**Task:**
Please copy the rows word for word, starting at the very beginning and stopping after the line that contains "[(426, 568), (885, 527), (66, 502), (182, 550), (419, 172)]".

**Given data:**
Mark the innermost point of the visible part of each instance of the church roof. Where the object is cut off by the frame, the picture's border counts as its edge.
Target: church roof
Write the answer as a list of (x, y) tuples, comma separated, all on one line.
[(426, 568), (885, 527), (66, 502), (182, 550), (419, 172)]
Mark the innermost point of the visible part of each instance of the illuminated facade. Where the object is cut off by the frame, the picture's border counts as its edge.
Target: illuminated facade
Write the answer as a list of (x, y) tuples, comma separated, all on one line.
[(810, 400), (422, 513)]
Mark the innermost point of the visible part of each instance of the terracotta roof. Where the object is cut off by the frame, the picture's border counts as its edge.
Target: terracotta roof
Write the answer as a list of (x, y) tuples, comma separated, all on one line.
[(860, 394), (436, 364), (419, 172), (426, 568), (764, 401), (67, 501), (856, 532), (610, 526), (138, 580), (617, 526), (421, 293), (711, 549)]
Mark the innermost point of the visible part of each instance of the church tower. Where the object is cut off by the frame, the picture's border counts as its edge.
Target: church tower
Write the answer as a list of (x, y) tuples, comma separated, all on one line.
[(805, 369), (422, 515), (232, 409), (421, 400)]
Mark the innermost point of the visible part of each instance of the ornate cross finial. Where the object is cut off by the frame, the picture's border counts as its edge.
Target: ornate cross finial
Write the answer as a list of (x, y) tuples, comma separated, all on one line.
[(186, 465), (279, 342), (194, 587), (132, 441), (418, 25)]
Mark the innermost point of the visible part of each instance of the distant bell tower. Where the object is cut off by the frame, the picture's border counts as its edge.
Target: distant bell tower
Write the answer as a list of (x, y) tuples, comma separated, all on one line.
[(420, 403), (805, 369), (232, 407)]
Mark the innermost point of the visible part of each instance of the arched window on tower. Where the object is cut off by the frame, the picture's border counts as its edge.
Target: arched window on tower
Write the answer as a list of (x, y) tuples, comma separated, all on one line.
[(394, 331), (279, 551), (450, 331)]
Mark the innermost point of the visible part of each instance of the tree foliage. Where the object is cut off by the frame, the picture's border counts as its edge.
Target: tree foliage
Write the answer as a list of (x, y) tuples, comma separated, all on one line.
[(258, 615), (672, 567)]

**Answer to the problem:**
Mark the innermost point of the visible part of each instance of the church roof. Where the object is cut off by the frame, the picture's border counts as its edge.
Target: church roof
Write the answer as a list of (x, y) tuples, comma separated, all on one line.
[(426, 568), (885, 527), (66, 502), (182, 550), (419, 172)]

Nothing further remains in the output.